§ What you will do: Find every line in the records below that contains the word "deck" and copy each one. Case counts.

§ Source material:
..............................

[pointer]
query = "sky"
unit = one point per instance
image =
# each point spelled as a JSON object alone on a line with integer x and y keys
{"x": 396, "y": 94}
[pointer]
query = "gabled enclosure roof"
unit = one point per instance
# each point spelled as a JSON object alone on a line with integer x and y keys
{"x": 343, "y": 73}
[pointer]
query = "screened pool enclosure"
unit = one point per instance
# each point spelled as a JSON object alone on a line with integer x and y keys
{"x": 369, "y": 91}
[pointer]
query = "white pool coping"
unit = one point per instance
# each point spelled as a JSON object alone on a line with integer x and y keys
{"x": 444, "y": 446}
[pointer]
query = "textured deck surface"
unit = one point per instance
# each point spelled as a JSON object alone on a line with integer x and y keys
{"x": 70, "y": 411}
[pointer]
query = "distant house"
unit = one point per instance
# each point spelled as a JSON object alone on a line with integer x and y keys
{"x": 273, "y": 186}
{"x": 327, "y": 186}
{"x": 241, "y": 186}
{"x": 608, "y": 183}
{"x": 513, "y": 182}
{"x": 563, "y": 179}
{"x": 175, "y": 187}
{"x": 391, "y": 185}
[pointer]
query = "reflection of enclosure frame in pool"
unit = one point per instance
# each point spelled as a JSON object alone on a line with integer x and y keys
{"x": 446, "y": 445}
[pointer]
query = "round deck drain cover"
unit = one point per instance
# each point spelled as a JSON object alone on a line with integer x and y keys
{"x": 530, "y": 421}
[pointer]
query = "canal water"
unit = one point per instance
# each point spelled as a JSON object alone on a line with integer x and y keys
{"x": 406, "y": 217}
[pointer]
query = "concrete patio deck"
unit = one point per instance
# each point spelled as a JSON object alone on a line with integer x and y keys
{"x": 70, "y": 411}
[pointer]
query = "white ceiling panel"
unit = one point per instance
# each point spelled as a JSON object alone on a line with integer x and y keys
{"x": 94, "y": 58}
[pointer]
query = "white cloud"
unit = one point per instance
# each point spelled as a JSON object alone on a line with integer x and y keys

..............................

§ Result of the exercise:
query = "textured deck surface"
query = "round deck drain cover"
query = "concrete patio deck"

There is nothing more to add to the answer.